BRANO FORNITO
+++++
Leggendo gli articoli riguardanti il problema del lavoro per le persone con disabilità, recentemente pubblicati su alcuni giornali, si conferma l’abitudine, pessima, di considerare le persone come numeri. Quando questo modus operandi lo si applica alle persone con disabilità, il risultato è ancora più fuorviante ed annichilente.
Si parla di numeri anche in merito alle percentuali che dovrebbero “obbligare” le aziende, pubbliche e private, ad avvalersi del lavoro delle persone con disabilità. Ecco, infatti, il punto sta proprio nel concetto da cui si deve partire per comprendere la differenza tra l’obbligo di assumere qualcuno per ottemperare ad una norma di legge e, invece, la possibilità, l’opportunità di valorizzare le aziende attraverso il lavoro, la competenza, la personalità di una persona, a prescindere dalla fragilità/e che questo soggetto può presentare. Assumere una persona con disabilità non significa fare un favore ad un “povero handicappato”, neppure sollevare la famiglia dalla preoccupazione del “dopo di loro”, almeno dal punto di vista economico. Significa, o almeno dovrebbe essere così, dare un’opportunità di ottenere un introito economico in cambio di un contributo lavorativo che sarà differente sia in termini di necessità da parte dell’azienda e sia per le capacità della persona che si sta per assumere. Niente di più, niente di meno.
+++++
OBIETTIVO DICHIARATO
Stampa parola per parola il tratto del brano sul lavoro delle persone con disabilità che va da "Leggendo gli articoli" fino a "fuorviante ed annichilente.".

ESTRATTI DELLE VOCI
+++++
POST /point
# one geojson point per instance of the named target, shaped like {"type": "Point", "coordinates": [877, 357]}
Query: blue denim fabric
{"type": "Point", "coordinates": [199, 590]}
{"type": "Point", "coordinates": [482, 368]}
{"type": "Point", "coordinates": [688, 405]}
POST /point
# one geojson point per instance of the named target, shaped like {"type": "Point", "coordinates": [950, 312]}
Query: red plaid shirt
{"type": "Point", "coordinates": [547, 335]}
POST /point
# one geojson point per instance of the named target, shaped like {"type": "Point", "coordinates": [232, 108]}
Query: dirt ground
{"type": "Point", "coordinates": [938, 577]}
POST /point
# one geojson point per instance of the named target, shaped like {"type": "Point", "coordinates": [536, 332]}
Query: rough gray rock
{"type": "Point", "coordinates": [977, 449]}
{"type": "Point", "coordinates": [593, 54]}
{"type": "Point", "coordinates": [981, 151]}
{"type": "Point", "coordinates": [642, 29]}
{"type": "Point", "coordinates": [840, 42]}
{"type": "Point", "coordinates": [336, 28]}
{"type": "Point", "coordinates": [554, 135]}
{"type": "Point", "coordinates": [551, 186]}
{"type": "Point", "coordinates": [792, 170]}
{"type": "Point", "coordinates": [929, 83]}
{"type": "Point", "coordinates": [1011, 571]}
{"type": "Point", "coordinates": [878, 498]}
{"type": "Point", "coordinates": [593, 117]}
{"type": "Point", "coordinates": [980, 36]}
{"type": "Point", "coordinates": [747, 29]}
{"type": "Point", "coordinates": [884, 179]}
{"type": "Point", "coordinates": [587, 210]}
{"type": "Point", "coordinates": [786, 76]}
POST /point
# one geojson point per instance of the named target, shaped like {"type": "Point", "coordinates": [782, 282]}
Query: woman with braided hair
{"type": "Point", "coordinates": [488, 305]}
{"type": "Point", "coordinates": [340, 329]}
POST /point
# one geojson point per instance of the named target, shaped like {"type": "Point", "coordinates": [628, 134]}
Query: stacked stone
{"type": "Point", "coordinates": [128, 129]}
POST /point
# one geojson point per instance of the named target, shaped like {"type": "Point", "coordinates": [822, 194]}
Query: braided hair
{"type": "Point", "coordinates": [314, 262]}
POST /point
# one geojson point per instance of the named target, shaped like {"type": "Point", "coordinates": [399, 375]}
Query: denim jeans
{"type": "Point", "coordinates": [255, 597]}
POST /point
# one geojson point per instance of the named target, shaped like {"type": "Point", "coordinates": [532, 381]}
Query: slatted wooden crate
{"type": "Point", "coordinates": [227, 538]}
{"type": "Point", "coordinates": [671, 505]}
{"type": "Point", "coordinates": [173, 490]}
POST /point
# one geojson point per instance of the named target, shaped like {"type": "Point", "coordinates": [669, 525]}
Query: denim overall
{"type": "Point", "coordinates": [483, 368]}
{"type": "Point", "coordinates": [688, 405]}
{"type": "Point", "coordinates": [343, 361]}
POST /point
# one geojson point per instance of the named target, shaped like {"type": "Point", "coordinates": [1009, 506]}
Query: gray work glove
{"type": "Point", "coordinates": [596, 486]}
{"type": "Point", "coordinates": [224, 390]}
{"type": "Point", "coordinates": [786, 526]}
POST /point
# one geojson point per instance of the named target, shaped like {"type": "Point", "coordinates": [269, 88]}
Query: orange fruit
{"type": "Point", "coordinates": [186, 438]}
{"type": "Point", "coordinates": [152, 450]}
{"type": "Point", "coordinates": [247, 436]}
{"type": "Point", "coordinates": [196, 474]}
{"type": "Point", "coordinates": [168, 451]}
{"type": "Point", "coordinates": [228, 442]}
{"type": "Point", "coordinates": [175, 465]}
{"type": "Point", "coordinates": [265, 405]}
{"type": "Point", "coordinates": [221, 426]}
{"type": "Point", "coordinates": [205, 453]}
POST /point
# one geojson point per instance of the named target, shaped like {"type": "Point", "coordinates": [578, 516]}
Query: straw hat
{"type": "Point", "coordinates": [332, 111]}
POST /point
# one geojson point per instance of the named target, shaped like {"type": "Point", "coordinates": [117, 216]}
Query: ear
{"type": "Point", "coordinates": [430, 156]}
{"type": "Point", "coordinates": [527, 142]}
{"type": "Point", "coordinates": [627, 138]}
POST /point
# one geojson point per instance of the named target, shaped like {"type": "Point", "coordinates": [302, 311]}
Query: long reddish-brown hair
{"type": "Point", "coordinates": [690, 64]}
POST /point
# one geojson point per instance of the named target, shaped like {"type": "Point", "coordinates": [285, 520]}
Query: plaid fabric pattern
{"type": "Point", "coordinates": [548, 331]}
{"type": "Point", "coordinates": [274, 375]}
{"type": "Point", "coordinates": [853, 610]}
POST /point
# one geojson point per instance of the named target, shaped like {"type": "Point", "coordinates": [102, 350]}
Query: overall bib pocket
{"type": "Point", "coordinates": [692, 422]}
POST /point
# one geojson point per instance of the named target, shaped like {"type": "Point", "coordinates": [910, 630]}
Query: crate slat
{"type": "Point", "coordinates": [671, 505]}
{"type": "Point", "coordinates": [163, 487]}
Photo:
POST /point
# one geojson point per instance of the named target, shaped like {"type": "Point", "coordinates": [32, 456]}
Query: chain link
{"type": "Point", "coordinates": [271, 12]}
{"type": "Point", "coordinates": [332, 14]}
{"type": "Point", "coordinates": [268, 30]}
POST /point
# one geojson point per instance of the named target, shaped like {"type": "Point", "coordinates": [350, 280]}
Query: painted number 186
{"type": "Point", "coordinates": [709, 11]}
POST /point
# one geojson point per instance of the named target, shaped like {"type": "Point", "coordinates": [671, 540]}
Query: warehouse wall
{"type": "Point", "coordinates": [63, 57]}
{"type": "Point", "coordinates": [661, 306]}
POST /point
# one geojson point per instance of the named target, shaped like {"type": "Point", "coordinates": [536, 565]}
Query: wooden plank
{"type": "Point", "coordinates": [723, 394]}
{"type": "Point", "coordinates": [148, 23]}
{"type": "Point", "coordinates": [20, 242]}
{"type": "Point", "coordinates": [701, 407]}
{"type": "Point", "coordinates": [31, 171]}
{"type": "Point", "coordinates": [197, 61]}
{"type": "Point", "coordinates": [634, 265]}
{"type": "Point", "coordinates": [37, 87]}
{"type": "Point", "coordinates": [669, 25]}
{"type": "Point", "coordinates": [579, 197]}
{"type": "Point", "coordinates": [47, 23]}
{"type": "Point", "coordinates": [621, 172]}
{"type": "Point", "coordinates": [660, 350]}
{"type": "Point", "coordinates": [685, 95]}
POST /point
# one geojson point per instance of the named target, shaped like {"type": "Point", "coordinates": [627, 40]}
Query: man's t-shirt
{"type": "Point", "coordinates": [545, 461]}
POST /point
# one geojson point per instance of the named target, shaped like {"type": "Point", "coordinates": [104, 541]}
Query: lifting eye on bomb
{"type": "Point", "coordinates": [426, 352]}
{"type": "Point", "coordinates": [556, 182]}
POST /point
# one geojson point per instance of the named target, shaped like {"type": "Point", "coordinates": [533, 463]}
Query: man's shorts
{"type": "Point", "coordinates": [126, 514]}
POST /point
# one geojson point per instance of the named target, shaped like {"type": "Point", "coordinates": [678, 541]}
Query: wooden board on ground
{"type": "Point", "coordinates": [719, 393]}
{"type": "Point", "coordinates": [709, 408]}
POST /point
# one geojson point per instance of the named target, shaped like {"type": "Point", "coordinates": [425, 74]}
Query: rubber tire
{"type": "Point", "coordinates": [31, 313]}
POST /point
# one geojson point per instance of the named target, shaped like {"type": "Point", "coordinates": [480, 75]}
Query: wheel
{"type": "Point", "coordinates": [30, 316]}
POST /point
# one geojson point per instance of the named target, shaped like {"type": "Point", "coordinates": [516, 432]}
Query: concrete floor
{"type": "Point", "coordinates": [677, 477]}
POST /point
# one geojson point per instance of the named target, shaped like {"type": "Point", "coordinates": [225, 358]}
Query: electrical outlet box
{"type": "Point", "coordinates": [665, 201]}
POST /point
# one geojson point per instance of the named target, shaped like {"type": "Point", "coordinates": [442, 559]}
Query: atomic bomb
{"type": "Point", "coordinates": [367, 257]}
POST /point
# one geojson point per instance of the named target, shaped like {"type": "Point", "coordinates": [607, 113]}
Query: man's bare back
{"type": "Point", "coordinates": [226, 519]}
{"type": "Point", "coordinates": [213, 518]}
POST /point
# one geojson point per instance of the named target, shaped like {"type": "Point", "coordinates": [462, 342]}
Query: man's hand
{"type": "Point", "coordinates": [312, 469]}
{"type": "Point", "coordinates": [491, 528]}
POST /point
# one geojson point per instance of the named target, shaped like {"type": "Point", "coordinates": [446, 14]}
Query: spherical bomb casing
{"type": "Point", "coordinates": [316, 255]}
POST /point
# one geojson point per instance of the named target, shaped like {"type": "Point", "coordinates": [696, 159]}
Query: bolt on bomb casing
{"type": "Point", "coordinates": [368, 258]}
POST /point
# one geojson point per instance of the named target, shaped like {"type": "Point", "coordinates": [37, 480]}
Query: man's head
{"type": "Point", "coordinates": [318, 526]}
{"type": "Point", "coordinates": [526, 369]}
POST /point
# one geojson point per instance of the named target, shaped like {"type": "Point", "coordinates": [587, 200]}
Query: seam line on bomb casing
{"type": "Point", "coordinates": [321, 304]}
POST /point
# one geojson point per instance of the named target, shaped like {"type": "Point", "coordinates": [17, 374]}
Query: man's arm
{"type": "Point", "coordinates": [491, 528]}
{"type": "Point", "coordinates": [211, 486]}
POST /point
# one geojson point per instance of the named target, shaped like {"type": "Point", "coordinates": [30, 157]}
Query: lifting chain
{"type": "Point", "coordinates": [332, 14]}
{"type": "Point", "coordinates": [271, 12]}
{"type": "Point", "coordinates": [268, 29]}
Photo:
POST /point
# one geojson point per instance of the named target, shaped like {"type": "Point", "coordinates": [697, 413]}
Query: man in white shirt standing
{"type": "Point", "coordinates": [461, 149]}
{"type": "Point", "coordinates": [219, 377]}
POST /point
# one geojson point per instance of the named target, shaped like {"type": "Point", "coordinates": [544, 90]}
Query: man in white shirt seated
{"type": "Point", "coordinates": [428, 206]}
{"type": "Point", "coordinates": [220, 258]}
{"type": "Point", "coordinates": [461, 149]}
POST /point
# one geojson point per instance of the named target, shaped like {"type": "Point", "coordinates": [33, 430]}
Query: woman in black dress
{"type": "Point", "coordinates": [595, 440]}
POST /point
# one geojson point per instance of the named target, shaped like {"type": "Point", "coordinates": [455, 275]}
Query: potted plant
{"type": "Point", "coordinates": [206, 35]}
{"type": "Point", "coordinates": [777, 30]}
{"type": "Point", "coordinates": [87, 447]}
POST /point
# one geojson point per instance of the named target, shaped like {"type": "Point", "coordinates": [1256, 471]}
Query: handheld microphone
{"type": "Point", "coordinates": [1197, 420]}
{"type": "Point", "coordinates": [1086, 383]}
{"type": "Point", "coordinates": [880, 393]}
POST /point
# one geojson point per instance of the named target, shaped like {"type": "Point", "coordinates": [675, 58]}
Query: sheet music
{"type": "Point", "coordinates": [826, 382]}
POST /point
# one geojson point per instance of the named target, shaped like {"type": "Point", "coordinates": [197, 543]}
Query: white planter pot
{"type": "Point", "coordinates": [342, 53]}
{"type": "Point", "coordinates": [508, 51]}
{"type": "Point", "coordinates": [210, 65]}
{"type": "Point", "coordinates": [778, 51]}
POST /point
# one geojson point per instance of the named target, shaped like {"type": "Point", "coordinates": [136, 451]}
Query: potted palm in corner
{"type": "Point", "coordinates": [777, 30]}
+++++
RISPOSTA AL COMPITO
Leggendo gli articoli riguardanti il problema del lavoro per le persone con disabilità, recentemente pubblicati su alcuni giornali, si conferma l’abitudine, pessima, di considerare le persone come numeri. Quando questo modus operandi lo si applica alle persone con disabilità, il risultato è ancora più fuorviante ed annichilente.